Exercise prompt = Below are some entries; report how many of their lines contain the word "white", giving nothing besides the number.

◇ ◇ ◇

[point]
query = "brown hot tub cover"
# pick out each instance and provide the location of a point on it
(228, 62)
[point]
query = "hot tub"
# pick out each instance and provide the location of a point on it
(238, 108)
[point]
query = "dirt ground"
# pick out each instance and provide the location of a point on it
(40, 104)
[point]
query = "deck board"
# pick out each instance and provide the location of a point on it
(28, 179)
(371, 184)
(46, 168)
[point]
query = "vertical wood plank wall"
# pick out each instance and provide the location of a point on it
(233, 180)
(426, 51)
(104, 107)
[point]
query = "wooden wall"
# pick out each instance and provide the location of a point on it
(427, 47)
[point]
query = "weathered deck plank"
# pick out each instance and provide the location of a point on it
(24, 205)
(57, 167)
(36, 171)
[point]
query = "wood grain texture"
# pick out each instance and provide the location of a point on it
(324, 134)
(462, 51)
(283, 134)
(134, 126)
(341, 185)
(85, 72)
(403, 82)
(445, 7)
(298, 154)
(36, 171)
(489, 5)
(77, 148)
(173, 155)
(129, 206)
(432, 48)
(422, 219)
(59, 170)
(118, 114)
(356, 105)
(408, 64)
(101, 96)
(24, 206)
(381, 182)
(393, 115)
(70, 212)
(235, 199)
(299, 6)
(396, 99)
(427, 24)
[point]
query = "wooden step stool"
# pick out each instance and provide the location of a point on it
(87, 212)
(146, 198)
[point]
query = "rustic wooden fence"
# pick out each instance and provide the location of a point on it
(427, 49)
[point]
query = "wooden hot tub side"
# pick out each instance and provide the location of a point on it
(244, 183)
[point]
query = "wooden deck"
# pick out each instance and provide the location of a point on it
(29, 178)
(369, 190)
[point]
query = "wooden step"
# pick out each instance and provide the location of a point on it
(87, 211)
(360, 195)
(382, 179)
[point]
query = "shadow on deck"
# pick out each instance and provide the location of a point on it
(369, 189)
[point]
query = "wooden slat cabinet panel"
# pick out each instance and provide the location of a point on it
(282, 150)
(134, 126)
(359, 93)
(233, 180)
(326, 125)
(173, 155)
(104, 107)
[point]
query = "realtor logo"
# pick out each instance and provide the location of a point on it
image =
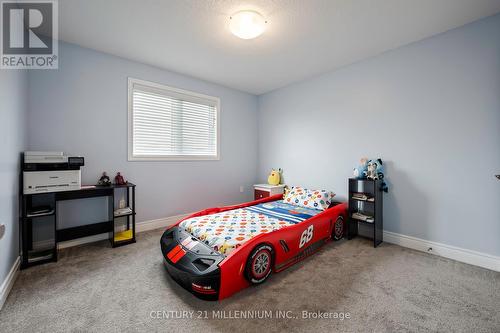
(29, 36)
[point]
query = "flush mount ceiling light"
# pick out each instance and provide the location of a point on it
(247, 24)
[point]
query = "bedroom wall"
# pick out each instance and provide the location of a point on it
(13, 106)
(81, 108)
(431, 110)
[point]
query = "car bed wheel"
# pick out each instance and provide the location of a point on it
(338, 229)
(259, 264)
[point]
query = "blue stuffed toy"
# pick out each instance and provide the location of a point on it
(371, 169)
(361, 170)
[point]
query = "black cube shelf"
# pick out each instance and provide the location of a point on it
(365, 198)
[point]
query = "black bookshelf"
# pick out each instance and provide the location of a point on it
(365, 197)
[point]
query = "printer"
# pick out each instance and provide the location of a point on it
(45, 171)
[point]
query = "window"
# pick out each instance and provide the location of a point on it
(171, 124)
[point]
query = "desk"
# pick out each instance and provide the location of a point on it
(31, 256)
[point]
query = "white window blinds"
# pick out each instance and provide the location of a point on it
(169, 123)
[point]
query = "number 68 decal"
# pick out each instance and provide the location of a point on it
(306, 236)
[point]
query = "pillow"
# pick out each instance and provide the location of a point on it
(316, 199)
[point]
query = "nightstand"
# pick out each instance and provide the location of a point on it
(266, 190)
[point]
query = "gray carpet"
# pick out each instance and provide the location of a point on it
(94, 288)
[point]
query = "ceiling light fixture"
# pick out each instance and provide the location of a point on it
(247, 24)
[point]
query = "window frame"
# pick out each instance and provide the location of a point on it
(174, 91)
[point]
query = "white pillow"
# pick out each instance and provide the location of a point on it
(316, 199)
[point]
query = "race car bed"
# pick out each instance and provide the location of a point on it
(219, 251)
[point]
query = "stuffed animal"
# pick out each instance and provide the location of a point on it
(361, 170)
(275, 177)
(375, 170)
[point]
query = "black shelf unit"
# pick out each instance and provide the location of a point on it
(31, 256)
(372, 207)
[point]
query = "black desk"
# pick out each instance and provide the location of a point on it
(32, 257)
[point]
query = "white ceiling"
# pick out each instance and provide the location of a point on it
(303, 38)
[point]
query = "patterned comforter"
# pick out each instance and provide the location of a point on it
(228, 230)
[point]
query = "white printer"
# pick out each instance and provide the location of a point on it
(45, 171)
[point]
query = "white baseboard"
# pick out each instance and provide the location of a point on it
(447, 251)
(9, 282)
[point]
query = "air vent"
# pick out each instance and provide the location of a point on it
(203, 264)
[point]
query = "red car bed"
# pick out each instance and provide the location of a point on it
(218, 251)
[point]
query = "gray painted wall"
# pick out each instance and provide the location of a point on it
(82, 109)
(431, 110)
(13, 106)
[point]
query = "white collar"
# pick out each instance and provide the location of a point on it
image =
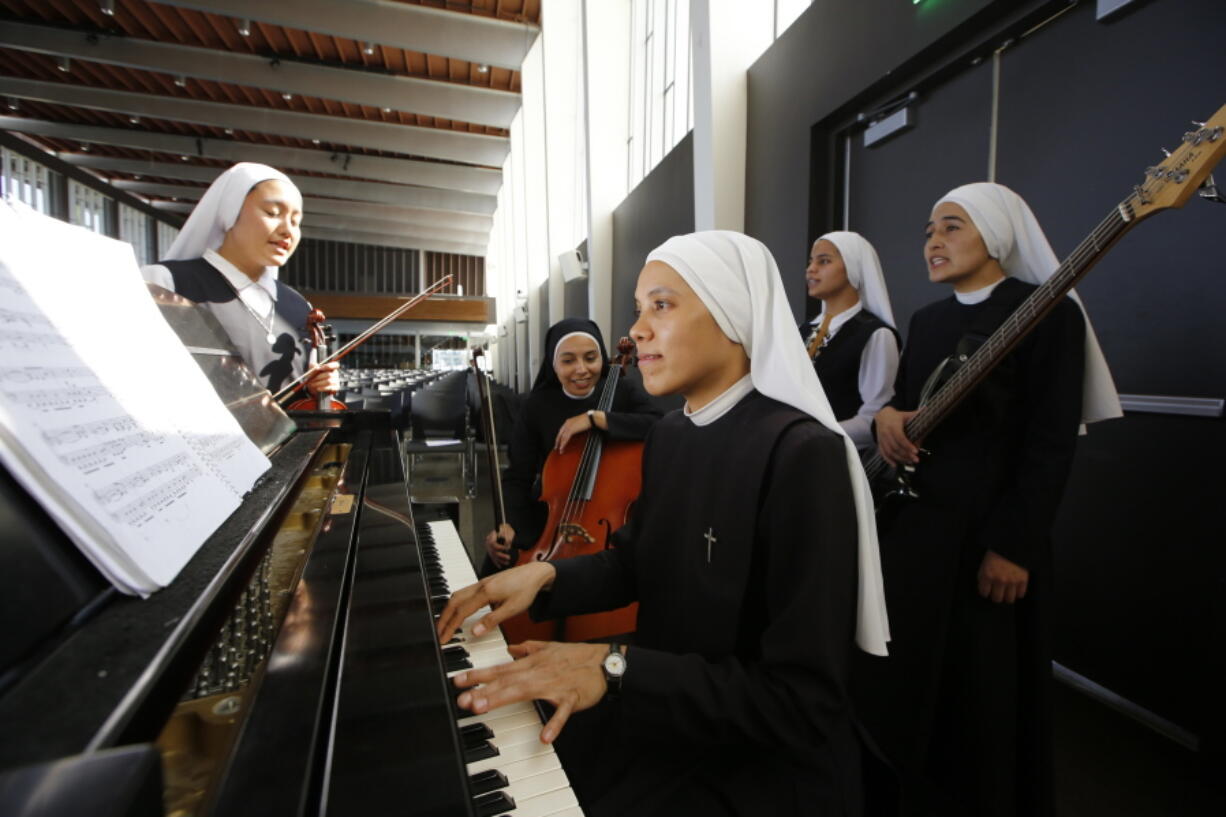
(721, 405)
(575, 396)
(840, 319)
(238, 279)
(977, 296)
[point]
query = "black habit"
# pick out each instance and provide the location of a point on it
(276, 363)
(742, 553)
(960, 704)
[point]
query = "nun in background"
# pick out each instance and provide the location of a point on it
(227, 255)
(563, 402)
(852, 342)
(752, 552)
(960, 707)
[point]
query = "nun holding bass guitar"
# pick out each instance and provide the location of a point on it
(227, 255)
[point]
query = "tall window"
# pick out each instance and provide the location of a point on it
(661, 103)
(134, 228)
(87, 207)
(28, 182)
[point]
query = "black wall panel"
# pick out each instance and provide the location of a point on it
(895, 183)
(1085, 108)
(660, 207)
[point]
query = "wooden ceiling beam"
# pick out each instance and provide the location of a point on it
(446, 99)
(432, 174)
(400, 25)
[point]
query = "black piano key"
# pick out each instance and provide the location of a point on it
(479, 752)
(486, 782)
(455, 659)
(477, 731)
(493, 804)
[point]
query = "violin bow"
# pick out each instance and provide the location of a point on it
(364, 336)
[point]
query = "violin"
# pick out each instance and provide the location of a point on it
(491, 436)
(320, 336)
(589, 491)
(320, 340)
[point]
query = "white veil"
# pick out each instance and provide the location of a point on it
(1014, 238)
(218, 209)
(737, 279)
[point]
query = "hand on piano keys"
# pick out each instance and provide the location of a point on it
(503, 595)
(510, 770)
(569, 676)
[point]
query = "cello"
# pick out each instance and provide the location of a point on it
(589, 491)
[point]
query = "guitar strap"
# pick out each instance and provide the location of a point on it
(996, 310)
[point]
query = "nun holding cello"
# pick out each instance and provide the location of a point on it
(227, 255)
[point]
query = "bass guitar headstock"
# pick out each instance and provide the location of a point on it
(1176, 179)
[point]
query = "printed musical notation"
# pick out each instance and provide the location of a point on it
(119, 490)
(23, 374)
(137, 471)
(26, 341)
(77, 432)
(59, 399)
(113, 452)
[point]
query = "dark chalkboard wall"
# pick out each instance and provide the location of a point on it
(1084, 107)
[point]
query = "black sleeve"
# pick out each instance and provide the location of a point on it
(1020, 519)
(525, 459)
(795, 692)
(603, 580)
(633, 412)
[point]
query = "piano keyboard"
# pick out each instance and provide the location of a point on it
(510, 770)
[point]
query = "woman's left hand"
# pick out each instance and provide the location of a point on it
(576, 425)
(569, 676)
(325, 378)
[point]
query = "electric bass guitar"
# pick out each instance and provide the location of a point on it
(1166, 185)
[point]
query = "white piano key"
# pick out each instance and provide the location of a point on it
(535, 775)
(509, 755)
(549, 802)
(536, 785)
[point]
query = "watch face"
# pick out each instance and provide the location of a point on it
(614, 664)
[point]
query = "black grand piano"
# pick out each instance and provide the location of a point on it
(291, 669)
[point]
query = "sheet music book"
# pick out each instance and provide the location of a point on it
(104, 417)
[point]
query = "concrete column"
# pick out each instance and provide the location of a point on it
(607, 99)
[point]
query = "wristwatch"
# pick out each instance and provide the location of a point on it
(614, 667)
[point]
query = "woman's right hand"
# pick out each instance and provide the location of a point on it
(500, 552)
(508, 593)
(891, 437)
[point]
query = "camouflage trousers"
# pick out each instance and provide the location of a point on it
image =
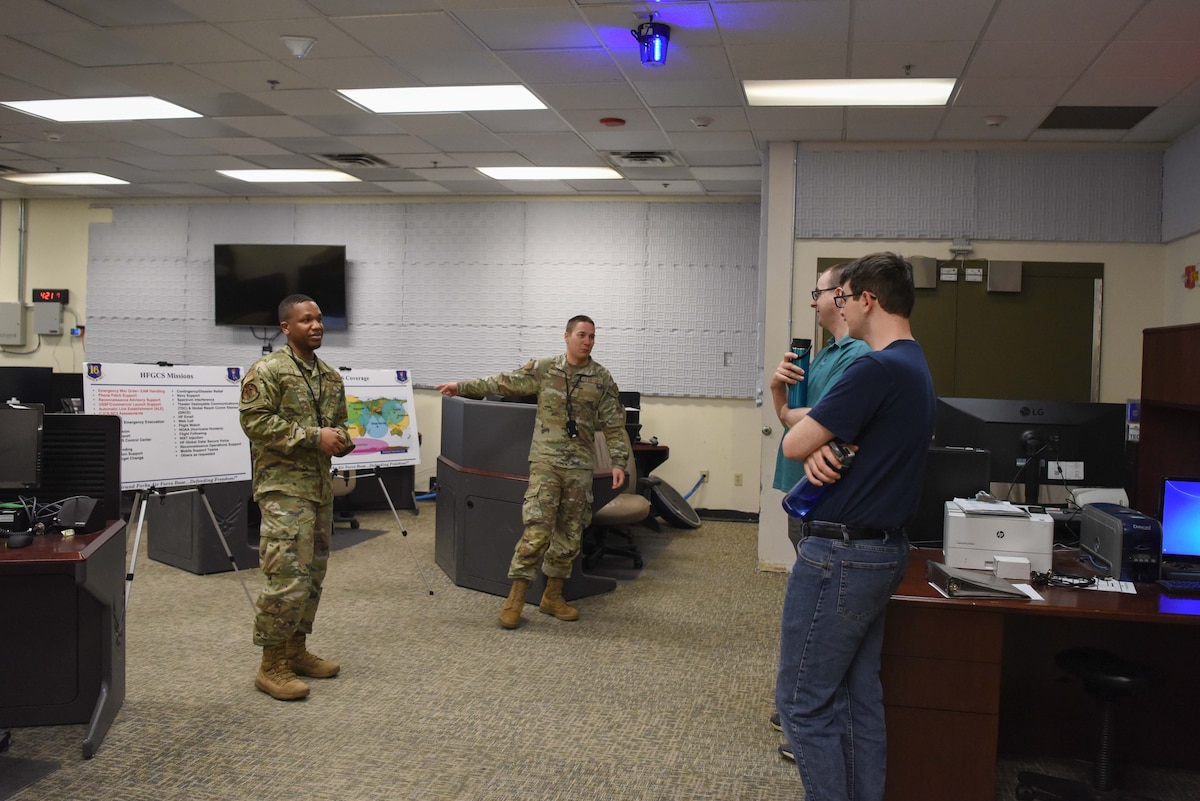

◇ ◇ ◇

Task solution = 8